# The transcontinental ride of Norma Jean Belloff.



## cyclingday (Dec 19, 2016)

While researching another thread posted about, Clarence "Crazy Horse" Wagners transcontinental ride, I came across these photos of Norma Jean Belloffs ride on what looks like a 1947 Schwinn DX.
Apparently, when she got to New York, she picked up a nice light sports tourer, and set the women's transcontinental record on the way home.
Quite the transformation from someone with the crazy idea to ride a balloon tire Schwinn across the country and the athlete that returned to where she started from.
My cycling fantasy has been to do it on a Cycle Truck. Lol!


----------



## rollfaster (Dec 19, 2016)

That's extremely cool Marty!


----------



## Joe Buffardi (Dec 19, 2016)

Wow!!!


----------



## bulldog1935 (Dec 19, 2016)

her face looks like she may have leaned out a bit on that ride


----------



## stoney (Dec 19, 2016)

That lighter tourer had to make the pedaling that trip a heck of a lot easier.


----------



## None (Dec 19, 2016)

This is so awesome!!


----------



## Princeton (Dec 19, 2016)

bulldog1935 said:


> her face looks like she may have leaned out a bit on that ride



     ..nice thing to say.....


----------



## bulldog1935 (Dec 19, 2016)

she's probably not offended

40 mi is an extra day's worth of calories, and you'd have to eat a lot to maintain your starting weight


----------



## New Mexico Brant (Dec 19, 2016)

What a fabulous post Marty!  Thanks for posting.  Is the book a good read?


----------



## cyclingday (Dec 19, 2016)

Thanks, Brant.
Although, I haven't read the book.
I did find some excerpts, and unfortunately, Norma Jean Belloffs life didn't end well.
Her transcontinental cycling record earned her a small level of fame and notority, but she suffered from mental illness later in life and committed suicide.
That discovery was very heart breaking.


New Mexico Brant said:


> What a fabulous post Marty!  Thanks for posting.  Is the book a good read?


----------



## dfa242 (Dec 20, 2016)

Wow.


----------



## New Mexico Brant (Dec 20, 2016)

I ordered a copy of the book off Amazon. It'll be interesting to read this over the winter; this is what we do when you Cali peeps are still out riding!  She sounds like the Amelia Earhart of the bicycle world; too bad she didn't live longer...


----------



## markivpedalpusher (Dec 20, 2016)

Wow and I thought SF to So. Cal was a long ride...Very cool!


----------



## cyclingday (Dec 20, 2016)

New Mexico Brant said:


> I ordered a copy of the book off Amazon. It'll be interesting to read this over the winter; this is what we do when you Cali peeps are still out riding!  She sounds like the Amelia Earhart of the bicycle world; too bad she didn't live longer...



I did the same, Brant.
I ordered mine off eBay. It only cost $17.00 shipped.
# # #
→ **PARTS OF THE EXERCISE**:
**A.** Can you shorten the opening post of the Belloff thread, the one beginning "While researching another thread", into a brief bulleted list that keeps its main facts?
**B.** In the Belloff thread, where did cyclingday order the book, and what did it cost?
**C.** Resume the Belloff thread after its last post.
# # #
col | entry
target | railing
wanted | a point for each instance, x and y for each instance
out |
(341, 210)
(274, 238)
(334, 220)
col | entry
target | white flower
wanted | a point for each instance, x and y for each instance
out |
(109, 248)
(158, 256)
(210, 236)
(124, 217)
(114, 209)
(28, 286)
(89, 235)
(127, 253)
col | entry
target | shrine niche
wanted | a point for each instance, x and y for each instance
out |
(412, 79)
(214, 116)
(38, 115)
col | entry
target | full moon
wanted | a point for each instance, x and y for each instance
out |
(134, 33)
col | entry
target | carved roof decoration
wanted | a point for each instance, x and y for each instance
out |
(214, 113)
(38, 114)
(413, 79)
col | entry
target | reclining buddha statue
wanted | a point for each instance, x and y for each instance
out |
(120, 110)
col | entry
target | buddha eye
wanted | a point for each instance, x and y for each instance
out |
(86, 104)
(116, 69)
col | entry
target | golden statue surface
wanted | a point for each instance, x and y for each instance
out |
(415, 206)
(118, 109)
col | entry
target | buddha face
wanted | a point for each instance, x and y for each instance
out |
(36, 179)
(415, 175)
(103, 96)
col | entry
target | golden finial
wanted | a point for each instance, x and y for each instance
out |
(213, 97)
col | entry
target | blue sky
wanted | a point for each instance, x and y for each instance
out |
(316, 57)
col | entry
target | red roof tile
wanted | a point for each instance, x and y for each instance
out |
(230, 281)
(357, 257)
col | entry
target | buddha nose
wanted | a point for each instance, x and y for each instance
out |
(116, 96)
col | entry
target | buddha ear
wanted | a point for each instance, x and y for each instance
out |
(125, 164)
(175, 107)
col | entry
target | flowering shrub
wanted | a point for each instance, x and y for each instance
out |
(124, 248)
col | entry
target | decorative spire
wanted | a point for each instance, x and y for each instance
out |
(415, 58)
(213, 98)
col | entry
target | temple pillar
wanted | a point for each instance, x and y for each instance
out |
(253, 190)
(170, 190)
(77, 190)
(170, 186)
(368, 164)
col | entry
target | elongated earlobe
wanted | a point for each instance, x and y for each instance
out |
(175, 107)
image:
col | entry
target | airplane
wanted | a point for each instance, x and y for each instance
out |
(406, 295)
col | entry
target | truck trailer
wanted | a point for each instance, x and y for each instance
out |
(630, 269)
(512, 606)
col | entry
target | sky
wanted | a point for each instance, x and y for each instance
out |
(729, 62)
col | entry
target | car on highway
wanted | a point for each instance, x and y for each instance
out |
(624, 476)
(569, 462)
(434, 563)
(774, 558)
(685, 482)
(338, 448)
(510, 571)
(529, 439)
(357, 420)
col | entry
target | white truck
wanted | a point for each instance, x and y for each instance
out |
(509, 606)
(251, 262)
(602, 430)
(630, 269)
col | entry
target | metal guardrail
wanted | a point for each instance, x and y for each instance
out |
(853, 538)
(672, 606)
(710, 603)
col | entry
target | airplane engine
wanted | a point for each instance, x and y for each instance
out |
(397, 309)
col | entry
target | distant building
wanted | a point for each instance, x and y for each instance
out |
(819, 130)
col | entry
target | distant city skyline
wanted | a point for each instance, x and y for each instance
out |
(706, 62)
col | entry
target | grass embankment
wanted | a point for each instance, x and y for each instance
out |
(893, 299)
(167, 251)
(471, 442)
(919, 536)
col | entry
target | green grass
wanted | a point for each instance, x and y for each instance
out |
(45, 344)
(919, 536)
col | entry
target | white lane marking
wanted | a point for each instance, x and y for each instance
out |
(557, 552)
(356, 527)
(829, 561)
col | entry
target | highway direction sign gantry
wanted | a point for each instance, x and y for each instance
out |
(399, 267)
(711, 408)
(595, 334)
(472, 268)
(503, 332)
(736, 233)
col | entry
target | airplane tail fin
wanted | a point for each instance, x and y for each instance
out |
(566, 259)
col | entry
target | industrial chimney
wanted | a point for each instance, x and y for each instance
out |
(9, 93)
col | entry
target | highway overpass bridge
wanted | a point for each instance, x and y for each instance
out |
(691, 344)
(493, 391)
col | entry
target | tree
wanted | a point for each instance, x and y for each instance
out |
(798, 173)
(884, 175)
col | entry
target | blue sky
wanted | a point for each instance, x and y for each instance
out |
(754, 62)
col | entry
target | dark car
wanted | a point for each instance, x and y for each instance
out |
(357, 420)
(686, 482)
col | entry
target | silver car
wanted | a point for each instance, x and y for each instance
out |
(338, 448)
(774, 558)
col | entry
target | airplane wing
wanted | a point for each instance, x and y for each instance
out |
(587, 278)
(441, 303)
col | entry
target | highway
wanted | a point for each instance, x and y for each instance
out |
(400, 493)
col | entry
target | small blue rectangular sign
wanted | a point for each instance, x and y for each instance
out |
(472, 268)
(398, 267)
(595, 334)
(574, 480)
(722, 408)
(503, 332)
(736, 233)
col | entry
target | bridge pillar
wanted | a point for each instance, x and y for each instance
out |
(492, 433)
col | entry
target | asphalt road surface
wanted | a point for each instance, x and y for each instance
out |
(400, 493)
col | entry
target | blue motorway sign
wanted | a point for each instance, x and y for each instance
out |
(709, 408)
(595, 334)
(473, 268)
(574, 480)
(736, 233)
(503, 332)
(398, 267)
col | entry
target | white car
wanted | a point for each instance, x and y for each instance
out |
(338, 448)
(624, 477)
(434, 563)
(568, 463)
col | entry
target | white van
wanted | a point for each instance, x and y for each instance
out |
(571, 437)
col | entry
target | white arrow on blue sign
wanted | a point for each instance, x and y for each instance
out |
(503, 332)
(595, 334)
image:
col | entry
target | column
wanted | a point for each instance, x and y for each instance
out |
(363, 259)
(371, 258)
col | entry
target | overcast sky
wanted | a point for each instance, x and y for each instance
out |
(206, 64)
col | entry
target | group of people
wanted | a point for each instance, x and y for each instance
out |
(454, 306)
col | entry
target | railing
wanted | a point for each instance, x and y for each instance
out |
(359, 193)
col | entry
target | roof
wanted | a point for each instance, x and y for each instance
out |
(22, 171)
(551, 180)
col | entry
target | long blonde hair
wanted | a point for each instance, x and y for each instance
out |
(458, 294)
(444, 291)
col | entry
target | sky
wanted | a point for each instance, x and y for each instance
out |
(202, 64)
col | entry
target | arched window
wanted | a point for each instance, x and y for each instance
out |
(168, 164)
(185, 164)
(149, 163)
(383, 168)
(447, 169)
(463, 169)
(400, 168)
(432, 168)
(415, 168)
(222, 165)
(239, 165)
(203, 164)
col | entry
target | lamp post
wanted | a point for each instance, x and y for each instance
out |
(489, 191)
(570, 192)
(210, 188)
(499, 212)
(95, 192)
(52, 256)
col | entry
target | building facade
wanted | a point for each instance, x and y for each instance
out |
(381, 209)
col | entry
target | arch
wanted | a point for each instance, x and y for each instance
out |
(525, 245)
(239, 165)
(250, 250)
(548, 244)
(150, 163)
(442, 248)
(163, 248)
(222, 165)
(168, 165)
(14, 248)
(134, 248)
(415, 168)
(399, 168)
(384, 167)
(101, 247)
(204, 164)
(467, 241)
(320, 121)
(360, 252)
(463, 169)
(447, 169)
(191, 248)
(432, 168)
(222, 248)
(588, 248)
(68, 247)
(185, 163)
# # #
→ **ANSWERS FOR THIS EXERCISE**:
**A.**
- Found while researching Clarence "Crazy Horse" Wagner's transcontinental ride: photos of Norma Jean Belloff's ride on what looks like a 1947 Schwinn DX.
- In New York she apparently picked up a light sports tourer and set the women's transcontinental record on the way home.
- She went from someone with the crazy idea of crossing the country on a balloon tire Schwinn to an athlete.
- The poster's own cycling fantasy is to make the trip on a Cycle Truck.

**B.** Off eBay, for $17.00 shipped.

**C.**
After reading the excerpt, and looking at the pictures a little closer, im thinking the bike she made her return on was a Schwinn Tourist Paramount model very similar to the 1950 model that I picked up this year.
That must have been a huge improvement over the balloon tire DX model Schwinn that she started with.


----------



## nycet3 (Dec 20, 2016)

Just ordered a copy. Thanks a lot for the tip.


----------



## jimbo53 (Dec 28, 2016)

I got my used off Ebay for $1.00 + $3.75 shipping. Upon opening it, I discovered it was signed by the author, Norma Jean Belloff's daughter, Iris Paris!
Got lucky!


----------



## cyclingday (Dec 28, 2016)

My copy just arrived in the mail.
I think this will be an interesting read.


----------



## None (Dec 28, 2016)

Can't wait for mine!


----------



## cds2323 (Dec 28, 2016)

I think I'll have to find a copy too.


----------



## New Mexico Brant (Dec 28, 2016)

Wow!  My copy arrived today too.  I bought it on Amazon for 1 cent plus $3.99 shipping.  It is signed by Iris Paris as well!!


----------



## New Mexico Brant (Dec 28, 2016)

jimbo53 said:


> I got my used off Ebay for $1.00 + $3.75 shipping. Upon opening it, I discovered it was signed by the author, Norma Jean Belloff's daughter, Iris Paris!
> Got lucky!




At least two of us got lucky!  The one I bought is #39 so it seems there maybe a few more in the world she signed and gifted to friends.  What a cool thread, thank you Marty for introducing us all to this book!


----------



## nycet3 (Dec 28, 2016)

Mine showed up today. read a good chunk. Not what I was expecting.


----------



## cyclingday (Dec 30, 2016)

I just finished reading Once Upon a Chariot.
It was an interesting peek in to a 19 year old girls diary as she pedaled a balloon tire Schwinn DX across the United States, in search of herself and what was 1947 America.
I think she found what she was looking for, and then some.
Unfortunately, it was never enough, and she couldn't quite cope with the changes that life brings as we grow old.
My personal thoughts are that she shouldn't have given up on the bicycle.
That interesting little mechanized vehicle for personal transportation, is the only thing that truly brought peace, love, and happiness to Norma Jean Belloff.

Great ride, Norma!


----------



## nycet3 (Dec 30, 2016)

Am I wrong or is the book written by Norma's daughter based on Norma's diary?


----------



## cyclingday (Dec 30, 2016)

You got it!
Iris Paris is Norma Jean Belloffs daughter and the author of Once Upon a Chariot.
It is based on the diary that Norma kept as she pedaled across America in 1947.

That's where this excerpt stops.